• What is needed: Give each record below again, without a single difference.
-------- Task data --------
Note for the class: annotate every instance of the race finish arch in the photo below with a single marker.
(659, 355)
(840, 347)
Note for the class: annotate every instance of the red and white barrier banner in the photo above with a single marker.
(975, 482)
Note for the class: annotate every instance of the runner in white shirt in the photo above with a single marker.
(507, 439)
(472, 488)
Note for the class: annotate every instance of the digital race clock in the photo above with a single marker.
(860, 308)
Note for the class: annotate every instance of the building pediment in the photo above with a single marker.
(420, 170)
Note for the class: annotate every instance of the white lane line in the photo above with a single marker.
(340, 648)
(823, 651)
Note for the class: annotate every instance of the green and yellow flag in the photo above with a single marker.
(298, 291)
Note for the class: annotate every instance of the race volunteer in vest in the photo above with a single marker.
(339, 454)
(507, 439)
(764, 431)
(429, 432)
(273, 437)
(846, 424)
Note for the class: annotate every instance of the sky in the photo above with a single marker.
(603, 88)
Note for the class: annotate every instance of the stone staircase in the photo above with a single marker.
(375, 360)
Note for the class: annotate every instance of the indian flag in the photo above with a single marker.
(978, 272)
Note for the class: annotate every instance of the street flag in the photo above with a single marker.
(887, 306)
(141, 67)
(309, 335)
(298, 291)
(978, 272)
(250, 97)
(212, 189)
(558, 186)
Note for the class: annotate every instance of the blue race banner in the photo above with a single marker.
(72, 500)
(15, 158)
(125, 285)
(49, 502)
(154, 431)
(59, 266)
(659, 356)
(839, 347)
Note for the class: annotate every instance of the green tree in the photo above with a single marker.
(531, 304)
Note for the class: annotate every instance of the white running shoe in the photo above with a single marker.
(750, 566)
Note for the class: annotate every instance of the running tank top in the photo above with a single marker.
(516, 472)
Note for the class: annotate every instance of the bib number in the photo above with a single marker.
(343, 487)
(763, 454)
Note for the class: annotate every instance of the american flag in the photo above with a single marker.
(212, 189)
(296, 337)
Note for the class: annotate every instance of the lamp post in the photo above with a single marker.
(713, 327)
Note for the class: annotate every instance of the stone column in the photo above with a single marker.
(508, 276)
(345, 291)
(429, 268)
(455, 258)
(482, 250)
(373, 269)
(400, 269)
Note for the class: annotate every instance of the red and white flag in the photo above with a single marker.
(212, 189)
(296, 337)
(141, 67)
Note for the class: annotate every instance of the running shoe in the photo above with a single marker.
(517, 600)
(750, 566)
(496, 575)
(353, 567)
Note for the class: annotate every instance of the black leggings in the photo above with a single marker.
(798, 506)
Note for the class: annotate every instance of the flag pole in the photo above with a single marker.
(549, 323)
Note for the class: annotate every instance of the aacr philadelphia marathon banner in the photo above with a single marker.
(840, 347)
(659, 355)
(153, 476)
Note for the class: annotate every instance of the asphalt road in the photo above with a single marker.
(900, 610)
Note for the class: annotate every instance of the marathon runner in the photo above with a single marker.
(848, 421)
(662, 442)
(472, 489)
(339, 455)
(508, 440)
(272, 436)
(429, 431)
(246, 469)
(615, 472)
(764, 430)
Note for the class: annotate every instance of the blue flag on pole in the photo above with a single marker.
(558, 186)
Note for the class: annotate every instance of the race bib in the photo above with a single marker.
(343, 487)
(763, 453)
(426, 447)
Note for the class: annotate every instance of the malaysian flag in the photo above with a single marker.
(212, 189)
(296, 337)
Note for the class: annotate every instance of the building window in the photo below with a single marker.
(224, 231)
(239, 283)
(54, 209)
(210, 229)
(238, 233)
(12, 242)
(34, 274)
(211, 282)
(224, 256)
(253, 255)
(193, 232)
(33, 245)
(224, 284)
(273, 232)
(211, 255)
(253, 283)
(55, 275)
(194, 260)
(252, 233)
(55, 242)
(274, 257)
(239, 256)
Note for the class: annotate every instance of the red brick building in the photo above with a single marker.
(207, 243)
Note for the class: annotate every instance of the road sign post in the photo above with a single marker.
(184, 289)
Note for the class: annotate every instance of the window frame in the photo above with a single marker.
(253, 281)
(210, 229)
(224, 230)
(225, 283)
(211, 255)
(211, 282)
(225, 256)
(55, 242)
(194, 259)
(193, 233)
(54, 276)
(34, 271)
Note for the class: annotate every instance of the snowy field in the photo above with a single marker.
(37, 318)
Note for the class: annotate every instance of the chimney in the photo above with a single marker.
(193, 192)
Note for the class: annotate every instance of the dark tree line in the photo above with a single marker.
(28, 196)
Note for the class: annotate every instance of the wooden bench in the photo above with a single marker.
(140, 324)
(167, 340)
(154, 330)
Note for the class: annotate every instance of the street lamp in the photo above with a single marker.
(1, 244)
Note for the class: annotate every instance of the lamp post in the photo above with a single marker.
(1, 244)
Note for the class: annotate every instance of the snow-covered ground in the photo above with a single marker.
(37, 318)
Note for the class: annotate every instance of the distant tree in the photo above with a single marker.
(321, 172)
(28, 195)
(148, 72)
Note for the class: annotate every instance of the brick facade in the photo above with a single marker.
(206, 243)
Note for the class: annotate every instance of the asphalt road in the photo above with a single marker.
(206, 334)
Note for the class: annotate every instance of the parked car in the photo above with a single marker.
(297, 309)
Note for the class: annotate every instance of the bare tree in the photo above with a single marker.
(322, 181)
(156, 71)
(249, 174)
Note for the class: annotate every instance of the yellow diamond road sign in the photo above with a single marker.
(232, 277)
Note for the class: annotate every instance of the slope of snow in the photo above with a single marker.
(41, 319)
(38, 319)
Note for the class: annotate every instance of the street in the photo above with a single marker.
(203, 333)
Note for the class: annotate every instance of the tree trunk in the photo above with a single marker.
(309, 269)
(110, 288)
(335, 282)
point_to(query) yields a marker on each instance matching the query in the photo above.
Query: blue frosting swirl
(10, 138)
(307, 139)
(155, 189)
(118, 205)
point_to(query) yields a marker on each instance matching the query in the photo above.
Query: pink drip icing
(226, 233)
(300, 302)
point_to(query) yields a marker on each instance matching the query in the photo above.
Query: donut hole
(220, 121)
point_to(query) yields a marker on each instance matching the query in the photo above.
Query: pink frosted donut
--------
• Written response:
Note for the class: annotate every instance of the race finish arch in the photo below with a single marker.
(659, 355)
(840, 347)
Note for the class: annotate every instance of the red and white barrier banner in the photo above with a single marker.
(975, 482)
Note for the class: annotate every instance of the runner in white shirt in the photo above with a single marker.
(507, 439)
(472, 488)
Note for the class: annotate every instance of the digital race clock in the photo above with a single marker.
(860, 308)
Note for the class: annotate every instance of the building pediment in the photo above with a single marker.
(420, 170)
Note for the class: annotate every instance of the white lane line in the photo above with a single marker.
(340, 648)
(823, 651)
Note for the class: annotate every instance of the green and yellow flag in the photo above with a single marker.
(298, 291)
Note for the class: annotate every instance of the race volunteer in vest in the photo above with a single marker.
(339, 454)
(507, 439)
(764, 431)
(429, 432)
(273, 437)
(846, 424)
Note for the class: annotate every instance of the sky in the photo above with a single marker.
(603, 88)
Note for the class: annotate every instance of the stone staircase in the photo above with a single marker.
(375, 360)
Note for the class: annotate every instance of the indian flag in the photo above with a single marker.
(978, 272)
Note for the class: annotate every instance of the street flag in the photo above with a single marker.
(887, 306)
(141, 67)
(309, 335)
(298, 291)
(978, 272)
(250, 97)
(212, 189)
(558, 186)
Note for the class: annotate every instance of the blue race banner in the photo above with a single marker.
(72, 500)
(15, 158)
(125, 285)
(49, 502)
(154, 431)
(59, 266)
(659, 356)
(839, 347)
Note for the class: annotate every instance of the green tree in the photo above with a single marker.
(531, 304)
Note for the class: annotate every instance of the white running shoe in the photo above with a single marker.
(750, 566)
Note for the class: annotate every instance of the running tank top in the photo above with a single marker.
(516, 472)
Note for the class: annotate every instance of the bib number in the photo above with a single marker.
(343, 487)
(763, 454)
Note for the class: annotate every instance of the american flag in the photo above with a single marker.
(212, 189)
(296, 337)
Note for the class: annotate every instance of the lamp post in the photo above with a single marker.
(713, 327)
Note for the class: annotate every instance of the stone column in the photo above with a single marker.
(508, 276)
(345, 291)
(429, 268)
(455, 258)
(482, 250)
(373, 269)
(400, 269)
Note for the class: annotate every instance of the red and white flag in the photo above with a single marker.
(212, 189)
(296, 337)
(141, 67)
Note for the class: annotate every instance of the running shoe in the photo above with a single marker.
(517, 600)
(750, 566)
(496, 575)
(353, 567)
Note for the class: annotate every instance of the black leggings in the photo above with a single marker.
(798, 506)
Note for the class: annotate every instance of the flag pole in the photo above with a single marker.
(549, 323)
Note for the class: annotate every instance of the aacr philadelphia marathon banner in the photo above with a single marker.
(840, 347)
(659, 355)
(153, 476)
Note for the class: annotate every instance of the asphalt road in the photo above with a single marker.
(900, 610)
Note for the class: annotate every instance of the marathon runner in the photo above with a single marker.
(848, 421)
(662, 442)
(472, 489)
(339, 455)
(508, 440)
(272, 436)
(429, 431)
(246, 469)
(615, 472)
(764, 430)
Note for the class: annotate every instance of the blue flag on pole in the photo above with a single marker.
(558, 186)
Note for the class: annotate every instance of the race bib in the photo above with a single marker.
(343, 487)
(763, 453)
(426, 447)
Note for the class: annotate every instance of the malaysian flag in the photo above with a single marker.
(212, 189)
(296, 337)
Note for the class: annotate every instance of the building window in the photo below with a single marker.
(224, 231)
(239, 283)
(54, 209)
(210, 229)
(238, 233)
(12, 242)
(34, 274)
(211, 282)
(224, 256)
(253, 255)
(193, 232)
(33, 245)
(224, 284)
(273, 232)
(211, 255)
(253, 283)
(55, 275)
(194, 260)
(252, 233)
(55, 242)
(274, 257)
(239, 256)
Note for the class: annotate every instance of the red brick building in the photo above with a single marker.
(207, 243)
Note for the class: annotate every instance of the road sign post in the photo above with a single marker.
(184, 289)
Note for the class: annotate every instance of the window frame in the photo above with a single marker.
(253, 281)
(210, 229)
(224, 230)
(225, 283)
(211, 255)
(211, 282)
(225, 256)
(55, 242)
(194, 259)
(193, 233)
(54, 276)
(34, 271)
Note for the class: annotate every instance of the snowy field in the photo above with a single marker.
(37, 318)
Note for the class: annotate every instance of the chimney in the photo above with a single marker.
(193, 192)
Note for the class: annotate every instance of the dark tree line in the photo above with a single marker.
(28, 196)
Note for the class: annotate every instance of the wooden bench in the photo above with a single marker.
(140, 324)
(167, 340)
(154, 330)
Note for the class: annotate every instance of the street lamp in the photo above with a single marker.
(1, 244)
Note for the class: annotate every instance of the lamp post in the photo above with a single marker.
(1, 244)
Note for the class: annotate every instance of the snow-covered ground in the photo above with a single marker.
(37, 318)
Note for the class: annotate every instance of the distant tree in the photo above with a single marker.
(321, 172)
(28, 195)
(148, 72)
Note for the class: annotate every instance of the brick facade in the photo above with a single marker.
(206, 243)
Note for the class: annotate every instance of the asphalt road in the photo above with a single marker.
(206, 334)
Note for the class: annotate every instance of the parked car in the photo above with a single marker.
(297, 309)
Note for the class: annotate every instance of the bare tree in the photo above with a single marker.
(322, 181)
(156, 71)
(249, 174)
Note for the class: annotate every instance of the yellow diamond road sign in the photo above with a single marker.
(232, 277)
Note for the class: annotate every instance of the slope of snow in the photo above with a single marker.
(41, 319)
(38, 319)
Note for the class: annotate every instance of the street in the photo above with a single marker.
(203, 333)
Note for the class: annotate every instance of the tree trunk in the photo above with a single marker.
(309, 269)
(110, 288)
(335, 282)
point_to(query) yields a marker on each instance matching the query in the photo above.
Query: blue frosting swirl
(10, 138)
(307, 139)
(155, 189)
(118, 205)
point_to(query) yields a marker on each instance matching the query in the photo above.
Query: pink drip icing
(226, 233)
(300, 302)
point_to(query) yields a marker on each instance matching the query in the photo above.
Query: donut hole
(220, 121)
point_to(query) yields a marker on each instance matching the query in the photo above.
Query: pink frosted donut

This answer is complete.